Text →
# Old Postcard Message



## Greenunicorn

Hello!
I've bought some postcards from an antique stall and one of them is written in Hungarian. I'd really like to find out what the message contains. Can somebody help, please? I'll attach here a scan of it (first half is scan1 and the second half is scan2, to keep the size as large as possible). Thank you!


----------



## Zsuzsu

Hi there,

It's quite difficult to translate because the author's handwriting is barely legible, he doesn't use punctuation marks and stuff like this, and the language he uses is a bit uneducated. Furthermore, the letter contains a lot of spelling mistakes. I'll give it a try, though:

"My dear Klári,

I let you know that in the *evening* (? _I am not sure about "evening" because the word is difficult to read_) I got your letter you sent to Bucarest/in Bucarest and now I am in Arad. I went to your house, too, and now I am going on to Vienna and *?* (_I can't read this word_) back to Bucarest. We are transporting pigs - this will be my task from here on, so you can see I am at not a bad place.

*I send you my love* from home (_literally: "I kiss you", which is a common closing phrase in Hungary but I think it is not so usual in English_),

Love, 

Jani

I went home for Pentacost, only *you didn't *(_I'm not sure of this_). The train is shaking (_maybe it is not very idiomatic in English_) a lot, that's why I'm writing like this (_he refers to his illegible handwriting_)."

That's it. Others might be able to figure out the words I couldn't read.


----------



## Greenunicorn

Hi Zsuzsu!

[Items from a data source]
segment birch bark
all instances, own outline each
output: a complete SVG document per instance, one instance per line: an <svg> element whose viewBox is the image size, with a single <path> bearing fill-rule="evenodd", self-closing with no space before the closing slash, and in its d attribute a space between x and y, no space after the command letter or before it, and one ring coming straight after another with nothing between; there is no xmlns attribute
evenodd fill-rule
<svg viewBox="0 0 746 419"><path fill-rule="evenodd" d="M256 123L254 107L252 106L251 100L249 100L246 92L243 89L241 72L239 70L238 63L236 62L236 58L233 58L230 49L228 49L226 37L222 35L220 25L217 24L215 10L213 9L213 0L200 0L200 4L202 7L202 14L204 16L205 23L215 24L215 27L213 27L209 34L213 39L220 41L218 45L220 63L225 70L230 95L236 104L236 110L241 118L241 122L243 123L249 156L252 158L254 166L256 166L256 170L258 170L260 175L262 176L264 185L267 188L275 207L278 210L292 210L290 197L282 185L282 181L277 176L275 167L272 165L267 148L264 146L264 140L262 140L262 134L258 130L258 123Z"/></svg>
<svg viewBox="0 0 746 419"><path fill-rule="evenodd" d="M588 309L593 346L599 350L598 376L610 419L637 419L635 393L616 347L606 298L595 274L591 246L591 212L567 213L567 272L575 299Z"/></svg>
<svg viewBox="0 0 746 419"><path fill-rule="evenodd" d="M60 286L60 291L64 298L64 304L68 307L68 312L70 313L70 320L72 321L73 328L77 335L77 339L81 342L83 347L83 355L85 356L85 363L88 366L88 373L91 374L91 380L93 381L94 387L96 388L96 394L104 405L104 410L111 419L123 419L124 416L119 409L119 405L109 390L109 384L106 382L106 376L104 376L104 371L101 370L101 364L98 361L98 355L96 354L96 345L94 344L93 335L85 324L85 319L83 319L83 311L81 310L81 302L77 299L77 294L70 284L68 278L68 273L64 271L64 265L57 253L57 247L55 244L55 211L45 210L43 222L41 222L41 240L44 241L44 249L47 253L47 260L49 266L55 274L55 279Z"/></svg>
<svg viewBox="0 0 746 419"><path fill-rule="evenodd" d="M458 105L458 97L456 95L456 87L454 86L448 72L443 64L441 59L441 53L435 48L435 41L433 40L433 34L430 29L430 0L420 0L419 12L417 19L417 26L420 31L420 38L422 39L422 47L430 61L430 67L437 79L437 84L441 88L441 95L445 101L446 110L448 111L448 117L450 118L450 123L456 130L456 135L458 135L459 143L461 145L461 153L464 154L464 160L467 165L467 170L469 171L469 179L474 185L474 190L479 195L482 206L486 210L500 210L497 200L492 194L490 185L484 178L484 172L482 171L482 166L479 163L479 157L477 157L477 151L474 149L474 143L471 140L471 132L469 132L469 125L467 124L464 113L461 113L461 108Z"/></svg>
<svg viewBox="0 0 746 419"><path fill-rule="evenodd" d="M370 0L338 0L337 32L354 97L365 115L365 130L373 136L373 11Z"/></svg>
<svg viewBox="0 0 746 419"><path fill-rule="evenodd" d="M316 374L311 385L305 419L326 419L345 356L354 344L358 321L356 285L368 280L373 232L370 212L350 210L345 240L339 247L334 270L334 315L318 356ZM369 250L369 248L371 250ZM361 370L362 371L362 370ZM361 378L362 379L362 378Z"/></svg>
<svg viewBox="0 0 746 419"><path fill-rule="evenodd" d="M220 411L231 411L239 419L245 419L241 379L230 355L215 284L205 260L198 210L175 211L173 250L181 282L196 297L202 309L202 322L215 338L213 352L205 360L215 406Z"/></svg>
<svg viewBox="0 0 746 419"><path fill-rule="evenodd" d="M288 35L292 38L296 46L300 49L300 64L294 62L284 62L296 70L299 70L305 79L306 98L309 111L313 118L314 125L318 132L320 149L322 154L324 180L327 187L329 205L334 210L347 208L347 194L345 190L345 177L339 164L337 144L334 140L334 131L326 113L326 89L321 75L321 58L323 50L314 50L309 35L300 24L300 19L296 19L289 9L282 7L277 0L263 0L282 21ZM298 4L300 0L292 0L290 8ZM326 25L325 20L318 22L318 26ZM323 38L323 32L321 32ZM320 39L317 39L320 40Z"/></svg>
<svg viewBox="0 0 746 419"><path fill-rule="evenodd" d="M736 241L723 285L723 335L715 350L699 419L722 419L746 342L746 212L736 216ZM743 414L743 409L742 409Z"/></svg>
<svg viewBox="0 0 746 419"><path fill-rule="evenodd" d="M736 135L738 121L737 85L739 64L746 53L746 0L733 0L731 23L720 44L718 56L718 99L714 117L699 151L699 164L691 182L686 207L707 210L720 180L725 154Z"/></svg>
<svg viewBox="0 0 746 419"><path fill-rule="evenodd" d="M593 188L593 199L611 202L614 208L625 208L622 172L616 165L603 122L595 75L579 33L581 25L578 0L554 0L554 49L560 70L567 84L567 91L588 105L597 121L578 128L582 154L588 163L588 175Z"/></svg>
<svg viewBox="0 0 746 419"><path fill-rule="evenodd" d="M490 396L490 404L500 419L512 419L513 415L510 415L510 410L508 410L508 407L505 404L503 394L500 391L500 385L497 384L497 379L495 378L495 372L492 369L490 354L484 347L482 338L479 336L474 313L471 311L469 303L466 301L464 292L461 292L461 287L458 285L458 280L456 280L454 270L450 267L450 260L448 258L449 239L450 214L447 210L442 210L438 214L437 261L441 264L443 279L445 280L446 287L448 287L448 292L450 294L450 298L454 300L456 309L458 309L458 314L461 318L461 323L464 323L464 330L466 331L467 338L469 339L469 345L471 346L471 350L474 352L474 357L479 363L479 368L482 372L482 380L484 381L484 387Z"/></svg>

The problem →
Extend the forum thread about the old Hungarian postcard, starting after its final line.

Result for this task →
Thank you very much for your efforts! I was expecting a more romantic message, since the front of the postcard is quite romantic  But it's still very interesting! If you want to see the postcard, follow this link to my blog: http://lachrysomelereveuse.blogspot.com/2009/06/from-jani-to-klari.html
Thanks again!!


----------



## Zsanna

Hello all,

I can't see any of the two links with the original handwriting fully but for the beginning I'd say that it is not "in the evening" but, in Hungarian: "de Bukerestbe" (= but in Bucarest), so "I (would like to) let you know that I received your letter in Bucarest..." (and not where he is at the moment).
I would also add that as it is written using the formal way of addressing, we cannot know really what the connection was really between Jani and Klári. 
Unfortunately, even the postcard itself does not help in that. (I find it strange if a man sends a card _about_ a woman _to_ a woman... Maybe he didn't have a choice.)


----------



## Greenunicorn

Thank you, Zsanna! Yes, that is quite intriguing...Hmm, who knows what story lies behind it...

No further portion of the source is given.